*Stated goal 1*.
List every line of the records below that contains the string "leaf".

*Source extract*.
>> begin

Diggler, I'll add this - just to go a bit farther on something you said -


dirt diggler said:


> Most of the time, your financial position in life is the result of your actions --- not rising gas prices, 9/11, interest rates etc.


in my opinion your financial position in life is must highly influenced by your outlooks. When we are talking about income those outlooks are specifically influenced by who you hang around with. This isn't my original thought but it goes something like _if you want to predict a man's income, simply take the income of his 5 closest friends and average it and you will be within 10% almost everytime._

What that really means is who we have around us influences and in some cases limits our potential. Hang around with drug addicts and you're either a drug councilor or you're a drug addict yourself. Hang around a bunch of 'victims' of life and you're probably one too. So yeah, your financial position is influenced by your actions, but more importantly by your attitude. I see that most people in business if they aren't "in it to win it", they most likely just one day found themselves working for themselves instead of someone else, and that is more than good enough just in it's self for them.


----------



## Debookkeeper (Jul 23, 2006)

Hey Mike, you can get a side job as a motivational speaker. :thumbsup:


----------



## dirt diggler (May 14, 2006)

good stuff, gentlemen


----------



## steve-in-kville (Aug 30, 2006)

>> end

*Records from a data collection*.
>> begin

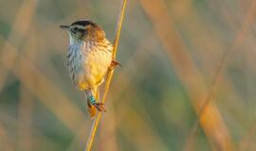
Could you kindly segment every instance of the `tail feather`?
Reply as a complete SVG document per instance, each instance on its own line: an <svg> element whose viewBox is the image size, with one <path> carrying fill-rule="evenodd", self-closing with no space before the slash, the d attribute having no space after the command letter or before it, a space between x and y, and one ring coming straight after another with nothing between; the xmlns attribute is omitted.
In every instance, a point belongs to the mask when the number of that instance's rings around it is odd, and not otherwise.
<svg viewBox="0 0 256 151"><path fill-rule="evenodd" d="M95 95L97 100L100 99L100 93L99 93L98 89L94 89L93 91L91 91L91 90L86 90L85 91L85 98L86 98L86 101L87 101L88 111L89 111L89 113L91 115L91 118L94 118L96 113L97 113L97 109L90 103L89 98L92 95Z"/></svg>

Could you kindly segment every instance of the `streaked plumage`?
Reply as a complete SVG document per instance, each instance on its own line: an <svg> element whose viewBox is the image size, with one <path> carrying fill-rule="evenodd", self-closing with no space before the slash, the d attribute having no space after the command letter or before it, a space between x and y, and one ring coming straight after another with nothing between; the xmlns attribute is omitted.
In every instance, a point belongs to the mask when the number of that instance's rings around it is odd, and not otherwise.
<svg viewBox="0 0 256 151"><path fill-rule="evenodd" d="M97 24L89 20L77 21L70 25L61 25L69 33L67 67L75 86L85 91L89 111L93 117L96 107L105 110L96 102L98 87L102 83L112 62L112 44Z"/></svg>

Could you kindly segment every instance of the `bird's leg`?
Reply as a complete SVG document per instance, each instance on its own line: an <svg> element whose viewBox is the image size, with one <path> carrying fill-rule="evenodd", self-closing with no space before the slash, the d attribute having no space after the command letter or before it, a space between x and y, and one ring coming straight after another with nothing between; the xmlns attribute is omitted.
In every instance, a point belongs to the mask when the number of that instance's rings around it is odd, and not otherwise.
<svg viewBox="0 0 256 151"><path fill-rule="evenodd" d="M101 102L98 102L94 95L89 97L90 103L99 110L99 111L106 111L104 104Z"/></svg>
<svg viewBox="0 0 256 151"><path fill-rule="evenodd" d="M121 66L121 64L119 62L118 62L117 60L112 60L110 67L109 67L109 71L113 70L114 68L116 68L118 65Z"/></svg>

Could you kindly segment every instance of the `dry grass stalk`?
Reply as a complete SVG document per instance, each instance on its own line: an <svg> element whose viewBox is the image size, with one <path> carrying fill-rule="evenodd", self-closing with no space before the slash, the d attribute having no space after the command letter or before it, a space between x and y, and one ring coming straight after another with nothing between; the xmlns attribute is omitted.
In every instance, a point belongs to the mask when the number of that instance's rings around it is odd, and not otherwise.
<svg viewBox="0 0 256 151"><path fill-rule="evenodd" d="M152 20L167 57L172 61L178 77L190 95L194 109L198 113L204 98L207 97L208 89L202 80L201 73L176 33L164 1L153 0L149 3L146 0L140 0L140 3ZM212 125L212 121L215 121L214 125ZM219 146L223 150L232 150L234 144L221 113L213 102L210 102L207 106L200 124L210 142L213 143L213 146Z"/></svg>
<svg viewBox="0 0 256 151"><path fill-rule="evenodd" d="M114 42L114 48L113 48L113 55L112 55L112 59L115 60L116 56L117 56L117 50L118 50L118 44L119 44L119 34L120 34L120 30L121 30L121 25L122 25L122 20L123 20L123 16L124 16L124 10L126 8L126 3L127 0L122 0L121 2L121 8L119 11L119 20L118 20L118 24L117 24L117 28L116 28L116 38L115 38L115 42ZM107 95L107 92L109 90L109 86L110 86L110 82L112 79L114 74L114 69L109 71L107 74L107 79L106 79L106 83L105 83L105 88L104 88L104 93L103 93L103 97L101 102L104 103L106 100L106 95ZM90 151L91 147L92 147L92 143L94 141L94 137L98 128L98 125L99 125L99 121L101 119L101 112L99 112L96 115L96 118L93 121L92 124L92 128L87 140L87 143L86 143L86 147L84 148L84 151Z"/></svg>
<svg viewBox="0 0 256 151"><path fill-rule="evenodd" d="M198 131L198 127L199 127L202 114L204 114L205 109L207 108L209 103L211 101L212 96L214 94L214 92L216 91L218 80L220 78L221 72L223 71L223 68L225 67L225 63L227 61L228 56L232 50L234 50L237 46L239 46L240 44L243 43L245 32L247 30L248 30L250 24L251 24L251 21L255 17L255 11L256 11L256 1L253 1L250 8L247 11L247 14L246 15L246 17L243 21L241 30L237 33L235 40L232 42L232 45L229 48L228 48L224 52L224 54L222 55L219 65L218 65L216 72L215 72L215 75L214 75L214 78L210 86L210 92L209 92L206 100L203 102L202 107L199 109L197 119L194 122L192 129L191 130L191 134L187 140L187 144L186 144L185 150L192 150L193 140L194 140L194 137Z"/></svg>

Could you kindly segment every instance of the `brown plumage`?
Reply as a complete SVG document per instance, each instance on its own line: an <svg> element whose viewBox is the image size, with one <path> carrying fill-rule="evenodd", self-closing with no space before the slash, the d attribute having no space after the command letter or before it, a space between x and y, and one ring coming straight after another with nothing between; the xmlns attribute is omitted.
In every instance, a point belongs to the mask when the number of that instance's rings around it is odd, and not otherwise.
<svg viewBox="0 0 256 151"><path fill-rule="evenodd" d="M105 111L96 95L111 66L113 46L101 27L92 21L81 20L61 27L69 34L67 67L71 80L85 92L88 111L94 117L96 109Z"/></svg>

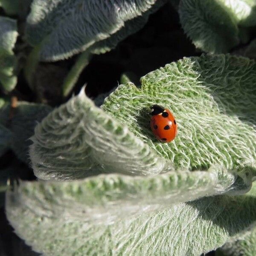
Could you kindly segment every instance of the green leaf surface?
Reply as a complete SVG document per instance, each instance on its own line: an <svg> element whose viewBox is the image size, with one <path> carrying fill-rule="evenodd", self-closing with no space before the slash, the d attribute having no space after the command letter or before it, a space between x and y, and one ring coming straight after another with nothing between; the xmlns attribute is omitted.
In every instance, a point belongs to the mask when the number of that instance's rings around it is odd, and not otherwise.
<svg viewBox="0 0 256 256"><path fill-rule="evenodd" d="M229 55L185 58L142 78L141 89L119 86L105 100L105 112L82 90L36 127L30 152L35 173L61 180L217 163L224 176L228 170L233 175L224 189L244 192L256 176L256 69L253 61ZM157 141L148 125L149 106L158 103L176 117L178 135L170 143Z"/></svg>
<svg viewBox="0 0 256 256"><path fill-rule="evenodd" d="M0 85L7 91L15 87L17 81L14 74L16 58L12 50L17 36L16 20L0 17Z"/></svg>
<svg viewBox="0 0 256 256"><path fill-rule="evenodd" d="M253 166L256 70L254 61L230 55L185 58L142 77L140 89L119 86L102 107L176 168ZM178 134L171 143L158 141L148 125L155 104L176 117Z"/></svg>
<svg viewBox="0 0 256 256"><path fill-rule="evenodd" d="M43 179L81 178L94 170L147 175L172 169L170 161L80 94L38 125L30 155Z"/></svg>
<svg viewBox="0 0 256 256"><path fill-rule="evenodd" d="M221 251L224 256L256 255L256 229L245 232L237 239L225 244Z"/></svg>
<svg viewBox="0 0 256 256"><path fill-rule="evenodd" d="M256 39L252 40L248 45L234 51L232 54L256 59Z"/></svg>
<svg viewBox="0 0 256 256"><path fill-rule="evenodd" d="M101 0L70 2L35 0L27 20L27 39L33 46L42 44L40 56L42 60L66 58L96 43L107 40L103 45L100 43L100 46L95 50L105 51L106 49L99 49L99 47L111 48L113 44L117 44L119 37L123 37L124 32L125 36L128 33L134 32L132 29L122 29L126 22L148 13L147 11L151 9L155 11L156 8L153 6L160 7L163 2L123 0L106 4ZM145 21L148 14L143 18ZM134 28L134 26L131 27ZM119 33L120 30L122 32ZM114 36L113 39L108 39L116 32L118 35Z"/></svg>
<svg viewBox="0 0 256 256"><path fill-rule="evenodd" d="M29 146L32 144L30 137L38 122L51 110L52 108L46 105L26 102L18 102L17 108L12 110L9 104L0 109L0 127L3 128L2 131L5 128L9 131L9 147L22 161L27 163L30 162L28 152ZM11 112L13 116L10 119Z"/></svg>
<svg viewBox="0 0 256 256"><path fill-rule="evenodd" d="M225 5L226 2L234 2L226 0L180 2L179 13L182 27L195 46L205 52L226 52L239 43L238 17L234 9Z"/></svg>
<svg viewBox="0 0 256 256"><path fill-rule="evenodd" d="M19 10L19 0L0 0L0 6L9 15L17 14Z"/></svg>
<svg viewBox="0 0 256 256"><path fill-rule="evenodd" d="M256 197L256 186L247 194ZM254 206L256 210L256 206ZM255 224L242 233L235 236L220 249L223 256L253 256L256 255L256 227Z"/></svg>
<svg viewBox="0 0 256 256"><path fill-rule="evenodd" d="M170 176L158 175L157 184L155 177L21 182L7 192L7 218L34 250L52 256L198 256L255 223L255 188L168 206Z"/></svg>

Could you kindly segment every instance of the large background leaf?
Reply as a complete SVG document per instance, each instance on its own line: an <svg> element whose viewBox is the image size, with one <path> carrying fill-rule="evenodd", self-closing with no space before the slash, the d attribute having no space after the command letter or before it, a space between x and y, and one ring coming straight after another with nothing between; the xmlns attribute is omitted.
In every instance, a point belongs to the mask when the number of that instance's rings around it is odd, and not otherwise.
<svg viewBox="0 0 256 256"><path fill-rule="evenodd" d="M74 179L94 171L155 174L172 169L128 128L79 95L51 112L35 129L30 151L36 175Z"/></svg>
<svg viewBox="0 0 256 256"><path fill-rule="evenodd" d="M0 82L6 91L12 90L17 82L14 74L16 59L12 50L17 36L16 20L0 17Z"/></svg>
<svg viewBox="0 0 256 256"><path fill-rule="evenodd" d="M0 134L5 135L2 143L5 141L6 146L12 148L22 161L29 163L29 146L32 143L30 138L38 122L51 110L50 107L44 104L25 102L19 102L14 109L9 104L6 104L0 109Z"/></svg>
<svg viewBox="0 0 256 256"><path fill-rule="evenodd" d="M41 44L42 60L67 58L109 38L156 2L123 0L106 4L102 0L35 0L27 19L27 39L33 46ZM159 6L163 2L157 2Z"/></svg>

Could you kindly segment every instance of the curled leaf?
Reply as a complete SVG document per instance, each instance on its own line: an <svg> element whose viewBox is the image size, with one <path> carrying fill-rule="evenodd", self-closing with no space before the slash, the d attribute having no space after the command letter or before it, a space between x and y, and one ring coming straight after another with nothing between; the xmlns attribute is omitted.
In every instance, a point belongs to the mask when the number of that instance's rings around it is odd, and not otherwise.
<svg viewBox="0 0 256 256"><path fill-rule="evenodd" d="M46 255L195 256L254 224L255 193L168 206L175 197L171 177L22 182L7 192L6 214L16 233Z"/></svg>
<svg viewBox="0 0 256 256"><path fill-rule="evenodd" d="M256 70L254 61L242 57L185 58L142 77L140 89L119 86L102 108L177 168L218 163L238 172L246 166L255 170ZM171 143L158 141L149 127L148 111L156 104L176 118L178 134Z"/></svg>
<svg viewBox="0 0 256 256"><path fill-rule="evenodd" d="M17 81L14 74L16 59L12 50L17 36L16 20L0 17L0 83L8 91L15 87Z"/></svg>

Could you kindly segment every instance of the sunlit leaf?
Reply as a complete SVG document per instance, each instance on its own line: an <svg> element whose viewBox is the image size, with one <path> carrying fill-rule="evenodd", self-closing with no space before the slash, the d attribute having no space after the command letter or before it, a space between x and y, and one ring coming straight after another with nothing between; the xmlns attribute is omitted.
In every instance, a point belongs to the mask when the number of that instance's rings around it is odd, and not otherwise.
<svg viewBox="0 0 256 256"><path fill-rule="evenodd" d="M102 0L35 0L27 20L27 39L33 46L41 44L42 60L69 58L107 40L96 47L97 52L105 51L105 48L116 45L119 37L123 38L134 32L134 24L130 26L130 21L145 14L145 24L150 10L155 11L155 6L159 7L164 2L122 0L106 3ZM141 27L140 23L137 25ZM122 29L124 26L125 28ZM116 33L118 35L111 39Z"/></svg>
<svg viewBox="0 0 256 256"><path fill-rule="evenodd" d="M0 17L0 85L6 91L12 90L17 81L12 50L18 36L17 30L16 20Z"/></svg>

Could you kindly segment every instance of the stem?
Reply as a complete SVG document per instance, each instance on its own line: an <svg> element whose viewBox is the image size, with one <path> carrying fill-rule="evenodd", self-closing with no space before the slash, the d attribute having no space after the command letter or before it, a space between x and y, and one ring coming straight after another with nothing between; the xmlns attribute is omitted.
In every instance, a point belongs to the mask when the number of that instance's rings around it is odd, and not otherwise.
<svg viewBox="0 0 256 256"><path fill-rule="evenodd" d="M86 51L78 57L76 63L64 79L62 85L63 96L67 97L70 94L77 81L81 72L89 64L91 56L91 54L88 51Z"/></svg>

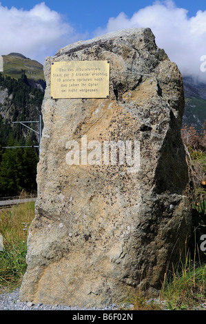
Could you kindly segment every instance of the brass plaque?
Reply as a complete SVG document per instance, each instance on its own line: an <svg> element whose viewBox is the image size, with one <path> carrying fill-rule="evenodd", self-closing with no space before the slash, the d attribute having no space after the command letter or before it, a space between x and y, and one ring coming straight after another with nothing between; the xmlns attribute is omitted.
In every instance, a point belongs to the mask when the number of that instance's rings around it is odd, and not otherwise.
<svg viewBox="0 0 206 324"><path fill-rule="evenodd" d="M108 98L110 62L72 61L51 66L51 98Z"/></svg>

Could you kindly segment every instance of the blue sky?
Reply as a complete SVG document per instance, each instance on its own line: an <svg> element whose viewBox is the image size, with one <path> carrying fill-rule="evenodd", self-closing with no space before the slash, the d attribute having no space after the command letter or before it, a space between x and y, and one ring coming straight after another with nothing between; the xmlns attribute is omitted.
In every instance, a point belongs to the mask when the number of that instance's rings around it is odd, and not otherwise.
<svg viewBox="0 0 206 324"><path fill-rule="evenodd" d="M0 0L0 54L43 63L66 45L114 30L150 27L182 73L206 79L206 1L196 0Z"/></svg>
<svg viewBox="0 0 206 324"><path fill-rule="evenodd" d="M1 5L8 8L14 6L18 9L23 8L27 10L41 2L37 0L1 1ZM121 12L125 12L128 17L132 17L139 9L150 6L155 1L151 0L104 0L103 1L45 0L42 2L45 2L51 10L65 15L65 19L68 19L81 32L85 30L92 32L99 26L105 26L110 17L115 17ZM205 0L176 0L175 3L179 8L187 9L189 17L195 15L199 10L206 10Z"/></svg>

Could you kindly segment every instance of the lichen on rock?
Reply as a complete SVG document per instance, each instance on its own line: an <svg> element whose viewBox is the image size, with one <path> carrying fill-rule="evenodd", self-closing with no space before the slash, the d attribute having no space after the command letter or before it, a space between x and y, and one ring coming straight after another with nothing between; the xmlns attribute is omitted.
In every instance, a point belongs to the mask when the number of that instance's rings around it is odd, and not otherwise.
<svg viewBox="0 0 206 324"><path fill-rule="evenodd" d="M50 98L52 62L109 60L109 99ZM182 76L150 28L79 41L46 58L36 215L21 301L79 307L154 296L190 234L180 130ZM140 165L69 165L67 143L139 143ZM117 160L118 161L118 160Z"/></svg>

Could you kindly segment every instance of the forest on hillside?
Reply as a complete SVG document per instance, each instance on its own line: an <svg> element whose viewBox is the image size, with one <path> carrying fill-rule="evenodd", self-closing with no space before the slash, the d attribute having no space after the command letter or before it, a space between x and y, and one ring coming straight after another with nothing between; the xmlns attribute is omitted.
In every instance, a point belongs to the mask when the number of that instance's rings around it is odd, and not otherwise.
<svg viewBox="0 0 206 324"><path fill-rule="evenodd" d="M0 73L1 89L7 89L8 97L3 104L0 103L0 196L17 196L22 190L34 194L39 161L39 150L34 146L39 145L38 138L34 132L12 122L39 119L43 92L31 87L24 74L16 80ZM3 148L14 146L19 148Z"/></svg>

>> end

*Stated goal 2*.
Answer these questions about the forum thread above:
(a) According to the saying about predicting a man's income, within what percentage will the average of his five closest friends' incomes almost always be?
(b) What side job does Debookkeeper suggest for Mike?
(c) What does dirt diggler write in the reply dated May 14, 2006?

*Exercise response 1*.
Could you kindly segment every instance of the green leaf surface?
Could you kindly segment every instance of the large background leaf?
Could you kindly segment every instance of the curled leaf?
Could you kindly segment every instance of the sunlit leaf?

*Exercise response 2*.
(a) Within 10%.
(b) Motivational speaker.
(c) "good stuff, gentlemen"